Named object pointing entries
◇ ◇ ◇ ◇ ◇ ◇ ◇
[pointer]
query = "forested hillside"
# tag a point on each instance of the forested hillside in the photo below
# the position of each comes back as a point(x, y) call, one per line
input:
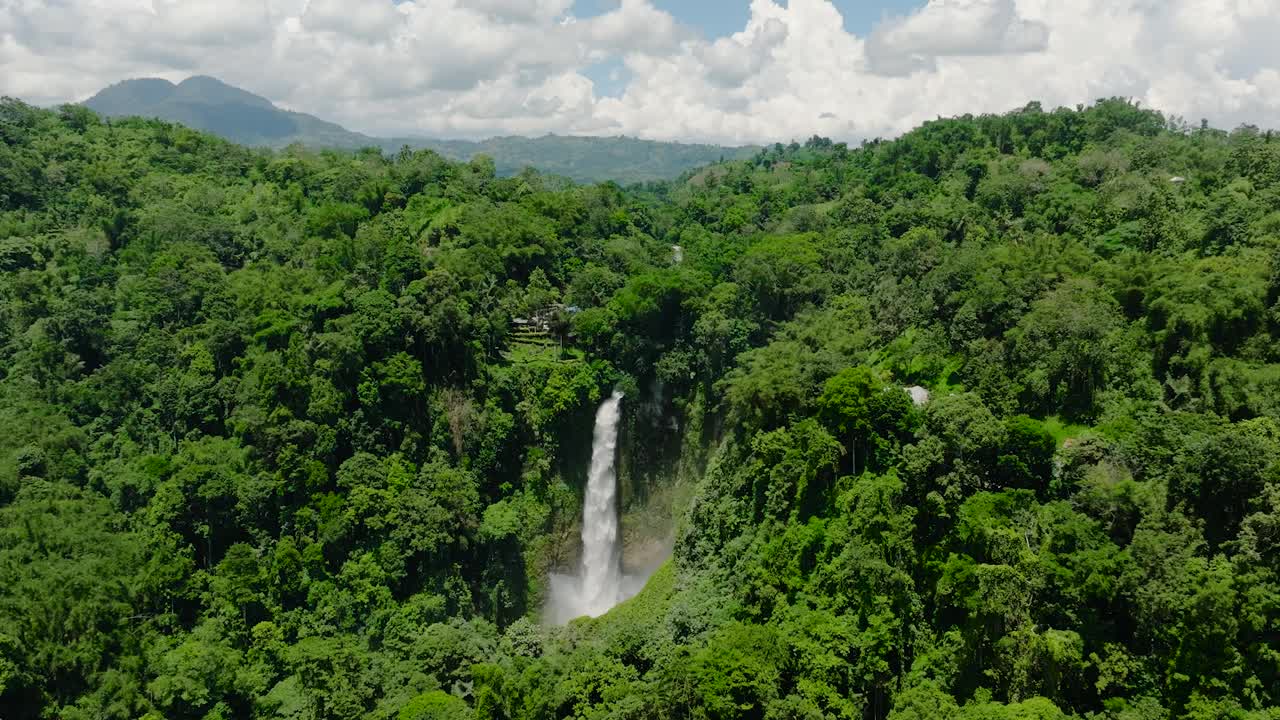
point(234, 114)
point(270, 449)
◇ ◇ ◇ ◇ ◇ ◇ ◇
Format the records as a Markdown table with the columns Line No. and Text, one row per line, skipping blank lines. Leave the pictures out of the answer.

| Line No. | Text |
|---|---|
| 1 | [pointer] |
| 2 | query = "forested hillside" |
| 3 | # tag a point on each instance of the forested hillside in the photo below |
| 4 | # the position of each comes back as a point(x, y) call, one per line |
| 5 | input: |
| 6 | point(234, 114) |
| 7 | point(270, 449) |